--- start ---

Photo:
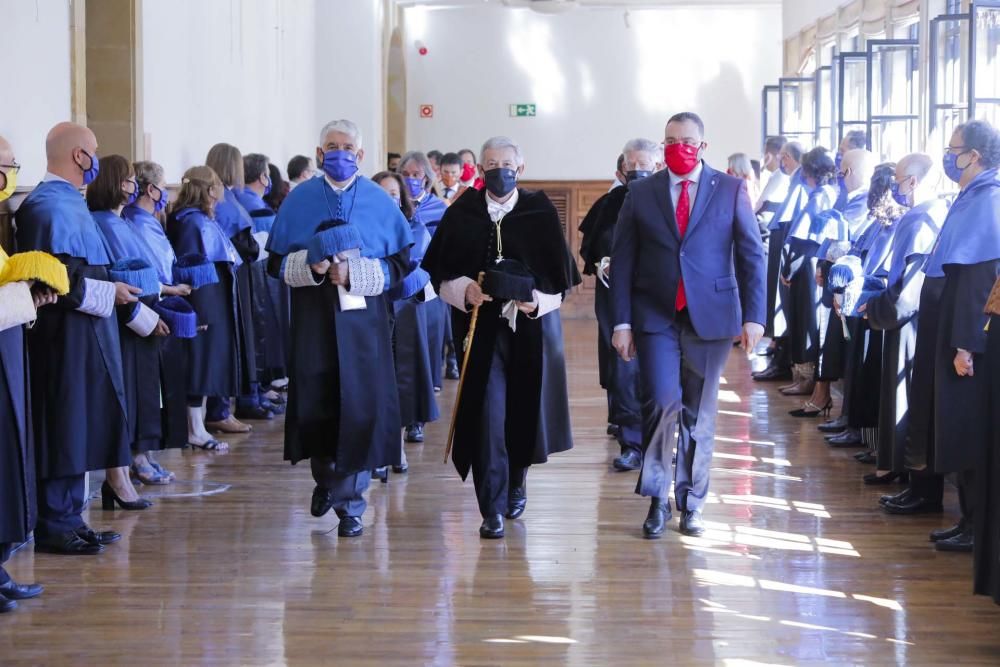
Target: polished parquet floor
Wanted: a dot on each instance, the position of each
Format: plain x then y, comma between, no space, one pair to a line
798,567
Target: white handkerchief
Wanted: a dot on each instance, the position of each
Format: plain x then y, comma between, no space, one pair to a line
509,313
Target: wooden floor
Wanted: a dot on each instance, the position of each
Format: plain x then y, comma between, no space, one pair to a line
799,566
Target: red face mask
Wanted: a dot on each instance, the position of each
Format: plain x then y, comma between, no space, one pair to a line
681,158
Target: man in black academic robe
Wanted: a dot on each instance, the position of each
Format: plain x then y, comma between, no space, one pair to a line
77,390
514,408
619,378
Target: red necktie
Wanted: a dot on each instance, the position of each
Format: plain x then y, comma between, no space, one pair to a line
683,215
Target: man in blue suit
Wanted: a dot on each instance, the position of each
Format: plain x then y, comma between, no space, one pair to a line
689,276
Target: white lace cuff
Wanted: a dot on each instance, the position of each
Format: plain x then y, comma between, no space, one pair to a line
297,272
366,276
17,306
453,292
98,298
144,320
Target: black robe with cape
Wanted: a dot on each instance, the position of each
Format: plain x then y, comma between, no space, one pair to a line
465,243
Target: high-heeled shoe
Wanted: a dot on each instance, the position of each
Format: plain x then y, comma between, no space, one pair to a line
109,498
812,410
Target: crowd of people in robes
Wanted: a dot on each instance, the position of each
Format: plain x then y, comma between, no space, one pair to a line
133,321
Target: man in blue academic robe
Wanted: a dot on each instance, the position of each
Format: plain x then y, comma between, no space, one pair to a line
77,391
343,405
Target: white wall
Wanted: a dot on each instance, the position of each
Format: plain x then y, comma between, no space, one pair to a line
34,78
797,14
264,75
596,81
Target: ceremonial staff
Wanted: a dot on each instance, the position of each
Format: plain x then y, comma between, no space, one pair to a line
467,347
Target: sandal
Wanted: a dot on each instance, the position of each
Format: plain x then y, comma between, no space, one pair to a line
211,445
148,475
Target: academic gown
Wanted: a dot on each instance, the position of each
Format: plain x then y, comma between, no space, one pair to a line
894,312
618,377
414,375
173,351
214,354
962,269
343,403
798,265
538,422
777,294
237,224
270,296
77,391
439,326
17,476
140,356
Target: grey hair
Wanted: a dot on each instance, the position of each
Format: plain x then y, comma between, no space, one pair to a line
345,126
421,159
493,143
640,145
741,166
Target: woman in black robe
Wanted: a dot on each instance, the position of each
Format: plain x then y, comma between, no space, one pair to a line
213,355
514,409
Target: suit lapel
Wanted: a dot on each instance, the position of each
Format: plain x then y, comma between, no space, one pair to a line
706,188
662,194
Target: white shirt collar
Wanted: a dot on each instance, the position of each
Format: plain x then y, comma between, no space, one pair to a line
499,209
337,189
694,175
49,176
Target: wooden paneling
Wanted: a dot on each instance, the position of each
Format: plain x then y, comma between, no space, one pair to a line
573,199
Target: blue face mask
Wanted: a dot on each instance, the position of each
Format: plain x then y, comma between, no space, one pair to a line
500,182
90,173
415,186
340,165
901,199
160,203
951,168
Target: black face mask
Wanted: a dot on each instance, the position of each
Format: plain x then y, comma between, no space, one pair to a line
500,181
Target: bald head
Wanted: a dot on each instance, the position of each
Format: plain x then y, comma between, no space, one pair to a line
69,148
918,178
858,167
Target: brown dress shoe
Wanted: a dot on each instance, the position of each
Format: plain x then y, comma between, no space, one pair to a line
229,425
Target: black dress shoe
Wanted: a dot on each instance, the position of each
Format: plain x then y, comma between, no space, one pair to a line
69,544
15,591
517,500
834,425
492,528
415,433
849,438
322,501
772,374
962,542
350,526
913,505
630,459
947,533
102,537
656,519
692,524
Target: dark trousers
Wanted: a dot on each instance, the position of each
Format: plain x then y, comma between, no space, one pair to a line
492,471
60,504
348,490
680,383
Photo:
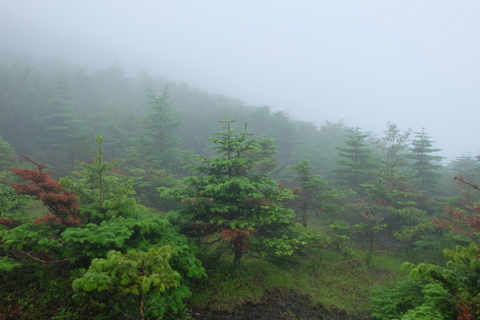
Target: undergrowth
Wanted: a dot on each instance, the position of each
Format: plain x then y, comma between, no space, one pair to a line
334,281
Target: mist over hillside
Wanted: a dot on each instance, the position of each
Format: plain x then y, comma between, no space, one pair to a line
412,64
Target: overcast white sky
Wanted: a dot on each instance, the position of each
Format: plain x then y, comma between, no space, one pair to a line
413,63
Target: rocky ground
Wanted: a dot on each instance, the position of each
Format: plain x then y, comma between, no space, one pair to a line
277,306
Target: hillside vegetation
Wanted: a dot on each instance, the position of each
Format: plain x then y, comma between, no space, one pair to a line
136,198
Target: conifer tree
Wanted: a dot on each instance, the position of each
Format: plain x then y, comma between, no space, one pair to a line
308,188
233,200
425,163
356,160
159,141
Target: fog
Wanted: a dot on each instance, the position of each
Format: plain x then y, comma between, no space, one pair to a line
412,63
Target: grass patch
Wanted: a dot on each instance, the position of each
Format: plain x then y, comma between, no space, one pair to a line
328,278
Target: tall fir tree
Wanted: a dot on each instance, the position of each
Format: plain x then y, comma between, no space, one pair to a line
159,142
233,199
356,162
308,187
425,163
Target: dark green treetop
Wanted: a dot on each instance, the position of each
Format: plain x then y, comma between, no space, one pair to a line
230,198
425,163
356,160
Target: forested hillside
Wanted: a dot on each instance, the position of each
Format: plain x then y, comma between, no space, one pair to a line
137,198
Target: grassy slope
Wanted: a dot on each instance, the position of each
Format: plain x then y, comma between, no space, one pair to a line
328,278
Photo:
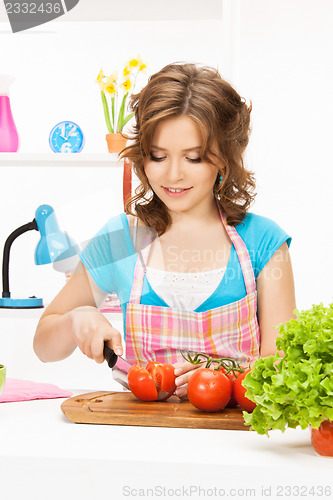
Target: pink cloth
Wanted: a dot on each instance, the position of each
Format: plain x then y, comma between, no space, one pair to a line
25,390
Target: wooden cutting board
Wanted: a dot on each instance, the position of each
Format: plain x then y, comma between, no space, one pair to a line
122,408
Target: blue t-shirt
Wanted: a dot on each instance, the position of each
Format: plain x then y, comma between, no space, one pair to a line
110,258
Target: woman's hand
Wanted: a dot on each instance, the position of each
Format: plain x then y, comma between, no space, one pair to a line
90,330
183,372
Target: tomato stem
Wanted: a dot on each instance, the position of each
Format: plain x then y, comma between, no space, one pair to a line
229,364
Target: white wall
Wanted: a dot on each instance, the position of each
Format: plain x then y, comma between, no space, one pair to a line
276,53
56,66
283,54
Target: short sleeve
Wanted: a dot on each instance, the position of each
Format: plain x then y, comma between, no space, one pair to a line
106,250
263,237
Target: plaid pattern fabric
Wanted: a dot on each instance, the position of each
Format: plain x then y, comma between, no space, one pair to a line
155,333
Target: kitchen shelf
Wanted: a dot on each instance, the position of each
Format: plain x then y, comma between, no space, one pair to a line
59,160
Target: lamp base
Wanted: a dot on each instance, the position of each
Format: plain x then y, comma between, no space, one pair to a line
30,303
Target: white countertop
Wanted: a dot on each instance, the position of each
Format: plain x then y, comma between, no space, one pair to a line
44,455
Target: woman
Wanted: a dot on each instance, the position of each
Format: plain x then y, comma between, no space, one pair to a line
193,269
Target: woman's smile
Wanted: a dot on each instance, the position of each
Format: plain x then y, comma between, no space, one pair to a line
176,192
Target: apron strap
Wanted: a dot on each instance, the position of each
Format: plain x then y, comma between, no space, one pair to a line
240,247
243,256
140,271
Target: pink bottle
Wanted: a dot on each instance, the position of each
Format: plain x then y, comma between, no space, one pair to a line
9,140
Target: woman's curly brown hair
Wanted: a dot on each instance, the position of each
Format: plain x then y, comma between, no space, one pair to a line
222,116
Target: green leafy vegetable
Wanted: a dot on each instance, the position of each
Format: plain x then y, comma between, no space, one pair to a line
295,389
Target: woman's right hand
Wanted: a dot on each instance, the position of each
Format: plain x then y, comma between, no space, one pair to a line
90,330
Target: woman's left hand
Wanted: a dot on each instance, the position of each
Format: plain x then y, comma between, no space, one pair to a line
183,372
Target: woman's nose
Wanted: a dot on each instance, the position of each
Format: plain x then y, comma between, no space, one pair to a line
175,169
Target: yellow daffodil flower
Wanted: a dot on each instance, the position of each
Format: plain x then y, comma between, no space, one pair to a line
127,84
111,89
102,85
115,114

--- end ---

**DIRECTION**
Set down only these lines, exactly: the line containing "Target: woman's curly brown hair" and each line after it, through the end of the listing.

**WRITTEN REPLY**
Target: woman's curly brown hair
Wanted: a dot on each instance, the position of each
Format: plain x then y, comma between, no space, one pair to a line
222,116
Target: green leafy vegetable
Wanted: a dot on each instance, the position of each
Format: plain x then y, comma between, no space, one pair to a line
295,389
Target: woman's right hand
Wanted: a dot on each instance, the position of each
Format: plain x then y, comma between, no space, one pair to a line
90,330
Target: woman's left hand
Wanted: a dot on each instance, the position of each
Format: plain x then y, comma between, no space, one pair to a line
183,372
Target: woman's nose
Wanted: a dot on each instance, the position of each
Format: plain x then y, comma between, no space, one pair to a line
175,169
Target: yellow daffodil flower
Wanted: a dot on each instance, the position of each
Format: plain x then y, comma between, no space, one pair to a line
127,84
111,89
102,85
115,114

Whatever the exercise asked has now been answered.